PROBLEM TO WORK ON: Word for word, restate the lines from the start of the data down to the line with "Study the image below", both included.

+ + + + + + +

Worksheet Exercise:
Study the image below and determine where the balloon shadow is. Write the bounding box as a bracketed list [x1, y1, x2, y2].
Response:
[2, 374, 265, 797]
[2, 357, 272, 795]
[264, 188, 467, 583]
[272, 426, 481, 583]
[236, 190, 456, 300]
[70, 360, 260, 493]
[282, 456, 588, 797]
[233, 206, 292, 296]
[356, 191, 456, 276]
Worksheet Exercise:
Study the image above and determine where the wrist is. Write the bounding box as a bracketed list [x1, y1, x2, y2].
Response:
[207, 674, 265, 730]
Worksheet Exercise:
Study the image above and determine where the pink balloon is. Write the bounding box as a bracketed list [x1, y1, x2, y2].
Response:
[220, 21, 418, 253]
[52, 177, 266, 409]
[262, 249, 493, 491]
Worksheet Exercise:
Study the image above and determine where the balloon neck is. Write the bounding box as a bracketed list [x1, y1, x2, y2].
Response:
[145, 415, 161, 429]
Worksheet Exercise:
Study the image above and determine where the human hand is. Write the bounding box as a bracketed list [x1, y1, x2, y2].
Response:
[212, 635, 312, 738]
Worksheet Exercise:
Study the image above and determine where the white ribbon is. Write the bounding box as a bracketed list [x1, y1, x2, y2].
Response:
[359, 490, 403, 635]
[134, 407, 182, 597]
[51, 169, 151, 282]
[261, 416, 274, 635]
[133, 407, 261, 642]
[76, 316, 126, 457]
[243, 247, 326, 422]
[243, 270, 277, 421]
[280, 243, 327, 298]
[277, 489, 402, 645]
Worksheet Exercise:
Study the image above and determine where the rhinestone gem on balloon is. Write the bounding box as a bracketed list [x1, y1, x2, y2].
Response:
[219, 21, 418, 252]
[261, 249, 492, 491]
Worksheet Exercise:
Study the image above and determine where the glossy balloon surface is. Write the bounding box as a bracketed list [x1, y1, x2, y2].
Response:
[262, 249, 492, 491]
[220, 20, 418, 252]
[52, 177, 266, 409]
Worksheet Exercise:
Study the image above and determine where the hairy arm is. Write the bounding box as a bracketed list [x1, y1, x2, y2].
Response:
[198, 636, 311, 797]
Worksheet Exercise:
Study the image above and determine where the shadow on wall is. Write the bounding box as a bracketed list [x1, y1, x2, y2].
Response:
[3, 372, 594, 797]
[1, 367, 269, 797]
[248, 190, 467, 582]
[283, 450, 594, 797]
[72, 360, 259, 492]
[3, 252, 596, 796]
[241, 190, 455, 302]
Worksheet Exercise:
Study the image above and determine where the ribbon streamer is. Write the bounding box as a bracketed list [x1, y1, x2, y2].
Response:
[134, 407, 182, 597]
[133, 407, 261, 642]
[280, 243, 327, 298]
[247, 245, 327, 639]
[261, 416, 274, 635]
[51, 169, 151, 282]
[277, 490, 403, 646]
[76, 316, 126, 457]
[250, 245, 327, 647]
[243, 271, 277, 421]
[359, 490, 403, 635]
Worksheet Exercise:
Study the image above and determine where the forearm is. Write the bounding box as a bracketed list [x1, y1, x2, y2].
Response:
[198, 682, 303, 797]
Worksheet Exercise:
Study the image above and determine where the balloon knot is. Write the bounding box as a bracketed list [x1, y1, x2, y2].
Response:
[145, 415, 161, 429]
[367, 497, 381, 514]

+ + + + + + +

PROBLEM SOLUTION:
Worksheet Exercise:
Study the image below and determine where the balloon shadow is. Write the bounding box as a bracketed list [x1, y1, x2, y2].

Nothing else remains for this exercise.